• 原文:
后门调整、PSM、工具变量都假设已知因果结构(哪些是混杂变量,哪些是中介变量)。但现实中,研究者往往不完全清楚变量间的因果关系。

因果发现(Causal Discovery):从观测数据中自动推断 DAG 结构。

7.2 PC 算法的核心思路

python 复制代码
from itertools import combinations
import numpy as np
from scipy.stats import pearsonr

def pc_algorithm_skeleton(data, alpha=0.05):
    """
    PC 算法:第一阶段------骨架学习
    
    核心思路:
    1. 从完全图开始(所有变量两两相连)
    2. 逐步增加条件集大小,做条件独立性检验
    3. 如果 X ⊥ Y | Z,则删去 X-Y 之间的边,并记录 Z 为分离集
    
    局限:
    - 假设线性关系和高斯噪声(可用非参数版本扩展)
    - 计算复杂度随变量数指数增长
    - 对违反假设的数据不鲁棒
    """
    n_vars = data.shape[1]
    var_names = data.columns.tolist() if hasattr(data, 'columns') else list(range(n_vars))
    
    # 初始化:完全无向图(邻接矩阵)
    adjacency = {v: set(var_names) - {v} for v in var_names}
    sep_sets = {}
    
    cond_set_size = 0
    
    while True:
        edges_removed = False
        
        for x in var_names:
            for y in list(adjacency[x]):
                if y <= x:  # 避免重复检验
                    continue
                
                # 候选条件集:x 或 y 的邻居(排除 x 和 y 本身)
                adj_x = adjacency[x] - {y}
                
                if len(adj_x) < cond_set_size:
                    continue
                
                # 遍历所有大小为 cond_set_size 的条件子集
                for z_set in combinations(adj_x, cond_set_size):
                    z_set = list(z_set)
                    
                    # 条件独立性检验(这里用偏相关作为近似)
                    is_independent = conditional_independence_test(
                        data, x, y, z_set, alpha
                    )
                    
                    if is_independent:
                        # 删除边 x-y
                        adjacency[x].discard(y)
                        adjacency[y].discard(x)

• 所给信息:
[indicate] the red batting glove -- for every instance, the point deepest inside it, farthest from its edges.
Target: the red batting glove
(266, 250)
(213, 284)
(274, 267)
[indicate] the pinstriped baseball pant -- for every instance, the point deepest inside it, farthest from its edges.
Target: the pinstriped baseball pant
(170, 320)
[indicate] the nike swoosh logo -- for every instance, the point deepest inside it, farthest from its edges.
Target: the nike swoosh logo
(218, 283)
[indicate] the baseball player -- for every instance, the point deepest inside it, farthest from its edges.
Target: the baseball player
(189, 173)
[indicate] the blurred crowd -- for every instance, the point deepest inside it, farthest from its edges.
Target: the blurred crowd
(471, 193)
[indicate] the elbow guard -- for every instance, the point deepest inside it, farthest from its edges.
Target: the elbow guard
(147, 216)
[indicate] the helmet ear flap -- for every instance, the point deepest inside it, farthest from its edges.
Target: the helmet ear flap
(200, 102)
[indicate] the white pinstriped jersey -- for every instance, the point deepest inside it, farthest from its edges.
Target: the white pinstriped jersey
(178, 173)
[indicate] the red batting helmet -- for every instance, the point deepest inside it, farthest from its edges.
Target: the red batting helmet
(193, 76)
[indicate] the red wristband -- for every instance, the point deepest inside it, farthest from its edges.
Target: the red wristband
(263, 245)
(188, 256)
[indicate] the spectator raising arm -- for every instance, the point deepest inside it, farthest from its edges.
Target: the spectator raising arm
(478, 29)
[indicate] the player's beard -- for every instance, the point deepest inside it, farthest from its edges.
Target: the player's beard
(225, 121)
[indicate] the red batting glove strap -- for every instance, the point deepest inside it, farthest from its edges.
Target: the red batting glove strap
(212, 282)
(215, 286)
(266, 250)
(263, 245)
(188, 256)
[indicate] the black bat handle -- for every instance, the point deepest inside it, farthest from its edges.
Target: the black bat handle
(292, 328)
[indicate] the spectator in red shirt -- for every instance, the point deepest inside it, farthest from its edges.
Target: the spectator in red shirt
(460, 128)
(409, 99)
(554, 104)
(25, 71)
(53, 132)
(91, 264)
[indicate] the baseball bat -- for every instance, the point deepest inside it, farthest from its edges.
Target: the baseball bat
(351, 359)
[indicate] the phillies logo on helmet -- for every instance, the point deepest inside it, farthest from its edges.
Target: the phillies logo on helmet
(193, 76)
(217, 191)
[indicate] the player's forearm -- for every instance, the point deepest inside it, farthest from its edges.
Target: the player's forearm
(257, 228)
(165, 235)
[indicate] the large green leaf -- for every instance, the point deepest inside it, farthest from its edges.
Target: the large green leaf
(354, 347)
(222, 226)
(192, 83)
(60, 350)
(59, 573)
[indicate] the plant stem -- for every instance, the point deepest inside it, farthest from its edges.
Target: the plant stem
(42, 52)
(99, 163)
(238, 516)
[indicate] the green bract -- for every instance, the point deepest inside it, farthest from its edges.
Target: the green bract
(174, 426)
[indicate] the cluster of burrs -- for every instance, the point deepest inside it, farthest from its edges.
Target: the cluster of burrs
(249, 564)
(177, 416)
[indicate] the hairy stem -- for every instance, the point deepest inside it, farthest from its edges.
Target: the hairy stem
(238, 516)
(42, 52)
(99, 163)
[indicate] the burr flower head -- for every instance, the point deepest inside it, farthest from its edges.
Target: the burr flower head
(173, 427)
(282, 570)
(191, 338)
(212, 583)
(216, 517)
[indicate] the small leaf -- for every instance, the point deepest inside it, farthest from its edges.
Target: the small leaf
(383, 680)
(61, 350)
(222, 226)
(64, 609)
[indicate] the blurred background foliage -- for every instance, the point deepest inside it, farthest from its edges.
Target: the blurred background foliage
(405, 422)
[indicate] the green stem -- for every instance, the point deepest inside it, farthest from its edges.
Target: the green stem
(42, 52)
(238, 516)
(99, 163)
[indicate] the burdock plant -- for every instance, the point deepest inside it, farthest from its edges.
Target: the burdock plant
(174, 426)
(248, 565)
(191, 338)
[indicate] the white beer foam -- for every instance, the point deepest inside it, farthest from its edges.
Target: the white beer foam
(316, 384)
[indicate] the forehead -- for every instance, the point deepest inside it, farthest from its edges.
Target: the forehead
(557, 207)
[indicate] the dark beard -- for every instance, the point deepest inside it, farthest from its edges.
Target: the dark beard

• 待解问题:
(a) 从原文中“2. 逐步增加条件集大小,做条件独立性检验”开始、到“hasattr(data, 'columns') else list(range(n_vars))”结束的部分，请一字不差地抄写下来。
(b) 把记录里凡是含有“batting”一词的行都汇集起来。
以上记录与原文并无关联。

• 参考答案:
(a)
2. 逐步增加条件集大小,做条件独立性检验
    3. 如果 X ⊥ Y | Z,则删去 X-Y 之间的边,并记录 Z 为分离集
    
    局限:
    - 假设线性关系和高斯噪声(可用非参数版本扩展)
    - 计算复杂度随变量数指数增长
    - 对违反假设的数据不鲁棒
    """
    n_vars = data.shape[1]
    var_names = data.columns.tolist() if hasattr(data, 'columns') else list(range(n_vars))

(b)
[indicate] the red batting glove -- for every instance, the point deepest inside it, farthest from its edges.
Target: the red batting glove
[indicate] the red batting helmet -- for every instance, the point deepest inside it, farthest from its edges.
Target: the red batting helmet
[indicate] the red batting glove strap -- for every instance, the point deepest inside it, farthest from its edges.
Target: the red batting glove strap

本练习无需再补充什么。